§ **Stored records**

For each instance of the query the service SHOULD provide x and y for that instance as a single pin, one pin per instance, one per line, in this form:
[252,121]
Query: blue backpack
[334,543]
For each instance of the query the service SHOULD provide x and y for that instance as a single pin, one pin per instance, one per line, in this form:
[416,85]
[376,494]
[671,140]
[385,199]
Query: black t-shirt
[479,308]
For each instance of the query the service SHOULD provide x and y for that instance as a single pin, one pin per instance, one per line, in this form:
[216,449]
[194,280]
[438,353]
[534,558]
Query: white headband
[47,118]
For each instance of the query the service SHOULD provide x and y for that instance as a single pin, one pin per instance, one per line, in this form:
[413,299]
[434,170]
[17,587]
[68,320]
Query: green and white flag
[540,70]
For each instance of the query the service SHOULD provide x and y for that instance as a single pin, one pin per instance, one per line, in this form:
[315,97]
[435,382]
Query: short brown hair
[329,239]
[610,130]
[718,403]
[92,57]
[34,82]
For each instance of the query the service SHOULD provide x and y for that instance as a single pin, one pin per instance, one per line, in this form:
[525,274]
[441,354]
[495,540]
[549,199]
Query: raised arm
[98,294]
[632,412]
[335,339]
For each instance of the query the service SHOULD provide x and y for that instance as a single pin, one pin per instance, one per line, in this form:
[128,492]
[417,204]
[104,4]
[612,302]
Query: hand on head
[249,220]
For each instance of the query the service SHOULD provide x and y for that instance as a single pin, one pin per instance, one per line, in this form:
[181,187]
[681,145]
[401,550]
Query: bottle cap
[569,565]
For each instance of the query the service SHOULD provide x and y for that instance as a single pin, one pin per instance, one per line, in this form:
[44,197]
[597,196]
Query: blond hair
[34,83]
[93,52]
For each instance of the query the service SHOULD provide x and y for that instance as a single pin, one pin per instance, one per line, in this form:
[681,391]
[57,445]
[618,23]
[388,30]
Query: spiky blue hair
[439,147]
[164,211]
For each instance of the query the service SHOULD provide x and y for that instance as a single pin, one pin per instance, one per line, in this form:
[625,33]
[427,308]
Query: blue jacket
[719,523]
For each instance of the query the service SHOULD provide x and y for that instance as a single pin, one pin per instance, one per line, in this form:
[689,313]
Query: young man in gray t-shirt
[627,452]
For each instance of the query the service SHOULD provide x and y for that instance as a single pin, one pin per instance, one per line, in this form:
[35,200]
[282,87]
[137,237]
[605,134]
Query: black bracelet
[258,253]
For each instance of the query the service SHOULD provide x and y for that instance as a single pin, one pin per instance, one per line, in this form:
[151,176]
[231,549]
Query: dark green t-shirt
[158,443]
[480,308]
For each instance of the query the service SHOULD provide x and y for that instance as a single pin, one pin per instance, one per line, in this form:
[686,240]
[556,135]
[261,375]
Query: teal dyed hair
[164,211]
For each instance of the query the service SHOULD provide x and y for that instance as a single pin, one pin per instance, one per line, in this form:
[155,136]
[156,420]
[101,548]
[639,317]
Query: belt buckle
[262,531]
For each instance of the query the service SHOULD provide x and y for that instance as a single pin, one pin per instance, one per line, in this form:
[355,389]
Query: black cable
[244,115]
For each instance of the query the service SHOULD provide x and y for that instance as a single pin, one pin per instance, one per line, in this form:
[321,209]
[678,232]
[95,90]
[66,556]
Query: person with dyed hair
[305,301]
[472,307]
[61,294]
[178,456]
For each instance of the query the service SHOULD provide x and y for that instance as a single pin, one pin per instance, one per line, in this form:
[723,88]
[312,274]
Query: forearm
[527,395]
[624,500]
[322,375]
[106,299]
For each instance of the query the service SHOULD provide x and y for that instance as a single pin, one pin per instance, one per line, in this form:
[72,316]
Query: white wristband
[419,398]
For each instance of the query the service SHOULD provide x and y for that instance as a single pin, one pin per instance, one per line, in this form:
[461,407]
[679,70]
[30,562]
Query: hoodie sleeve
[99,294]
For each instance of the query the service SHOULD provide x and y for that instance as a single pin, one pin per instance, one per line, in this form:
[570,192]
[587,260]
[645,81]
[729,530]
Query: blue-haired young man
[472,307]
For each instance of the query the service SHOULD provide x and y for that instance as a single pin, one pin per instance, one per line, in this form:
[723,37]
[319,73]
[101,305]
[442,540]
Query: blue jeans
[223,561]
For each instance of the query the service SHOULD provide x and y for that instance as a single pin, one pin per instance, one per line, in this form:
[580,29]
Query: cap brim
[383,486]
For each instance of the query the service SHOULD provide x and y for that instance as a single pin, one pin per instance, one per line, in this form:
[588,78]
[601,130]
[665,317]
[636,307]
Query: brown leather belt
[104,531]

§ **Objective**
Count the lines in the listing that contain the string "belt", and reply with the number alone.

§ **Result below**
2